Copy out every line of the records below word for word, leaving out the pictures.

§ **DATA LINES**:
BEGIN
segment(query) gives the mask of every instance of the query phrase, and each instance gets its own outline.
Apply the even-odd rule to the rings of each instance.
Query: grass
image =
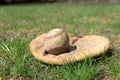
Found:
[[[0,6],[0,80],[120,80],[120,5]],[[37,61],[29,43],[53,28],[97,34],[111,41],[107,54],[62,66]]]

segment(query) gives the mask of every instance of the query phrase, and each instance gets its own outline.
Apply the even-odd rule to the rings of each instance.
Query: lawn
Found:
[[[107,37],[110,50],[62,66],[41,63],[31,55],[29,43],[53,28]],[[0,80],[120,80],[120,5],[0,6]]]

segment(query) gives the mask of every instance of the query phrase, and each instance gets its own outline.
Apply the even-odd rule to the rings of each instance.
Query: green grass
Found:
[[[97,34],[111,41],[107,54],[62,66],[37,61],[29,43],[53,28]],[[0,80],[120,80],[120,5],[0,6]]]

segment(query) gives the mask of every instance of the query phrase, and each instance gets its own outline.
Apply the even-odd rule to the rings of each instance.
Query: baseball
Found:
[[[44,49],[50,54],[60,54],[68,47],[69,37],[63,29],[52,29],[44,37]]]

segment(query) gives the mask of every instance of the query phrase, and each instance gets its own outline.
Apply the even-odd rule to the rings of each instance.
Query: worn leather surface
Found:
[[[108,50],[110,45],[110,41],[107,38],[98,35],[86,35],[83,37],[69,35],[69,49],[59,55],[53,55],[46,53],[43,48],[45,35],[44,33],[33,39],[29,47],[32,55],[37,60],[47,64],[62,65],[81,61],[88,57],[99,56]]]

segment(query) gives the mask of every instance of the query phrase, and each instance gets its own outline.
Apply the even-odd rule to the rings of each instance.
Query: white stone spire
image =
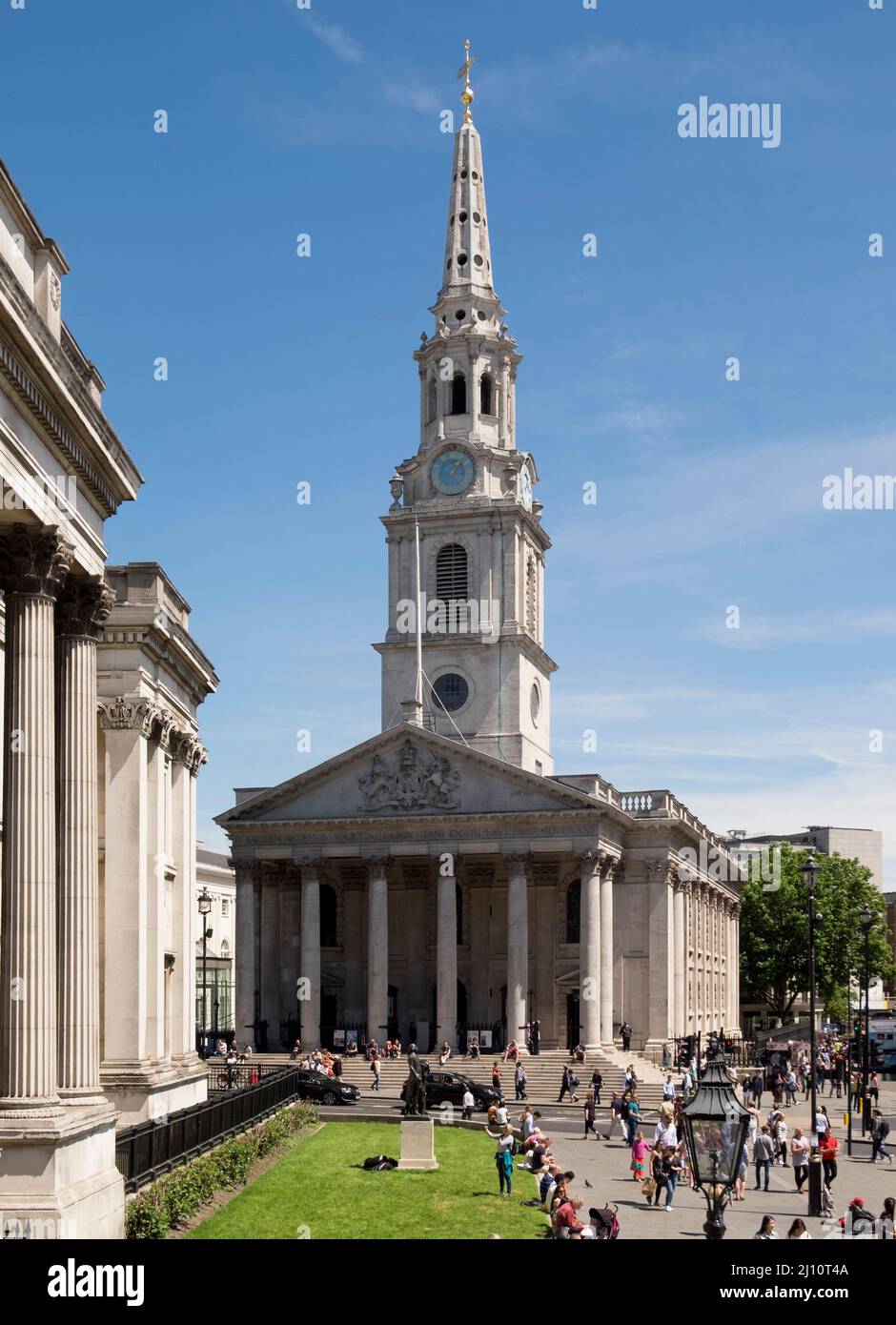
END
§ **WRITTEN SOLUTION**:
segment(query) gives the mask of every instance of the query phrase, and each instance gets its own outline.
Apply the even-odd rule to the rings of each instance.
Query: grass
image =
Found:
[[[0,6],[0,80],[120,80],[120,5]],[[37,61],[29,43],[53,28],[97,34],[111,41],[107,54],[62,66]]]

segment(query) gives the mask of every instance of the query phrase, and each instance gets its own outline.
Apply the even-odd rule to the rings of each instance.
Query: lawn
Found:
[[[107,37],[110,50],[62,66],[41,63],[31,55],[29,43],[53,28]],[[0,80],[120,80],[120,5],[0,6]]]

segment(query) gives the mask of every instance of the query phrase, and each instance gets its own outline.
Apply the even-odd rule to the rings of each instance.
Query: green grass
Found:
[[[97,34],[111,41],[107,54],[62,66],[37,61],[29,43],[53,28]],[[0,80],[120,80],[120,5],[0,6]]]

segment(query) gives the mask of every instance of the query phrase, and each instance gets its own outline.
Apply the even-odd rule to the rings of each instance.
Query: baseball
Found:
[[[44,49],[50,54],[60,54],[68,47],[69,37],[63,29],[52,29],[44,37]]]

segment(query) gives the mask of every instance of the query phrase, and each instance gets its own outline.
Apply the even-odd rule to the rings of each instance.
Query: worn leather surface
Found:
[[[108,50],[110,45],[110,41],[107,38],[98,35],[86,35],[83,37],[69,35],[69,49],[59,55],[53,55],[46,53],[43,48],[45,35],[44,33],[33,39],[29,47],[32,55],[37,60],[47,64],[62,65],[81,61],[88,57],[99,56]]]

segment(query) gives the mask of every instance of the query phrase, and each instance gets its own outline.
Apply the even-odd rule to the rings of each instance.
Query: white stone spire
image =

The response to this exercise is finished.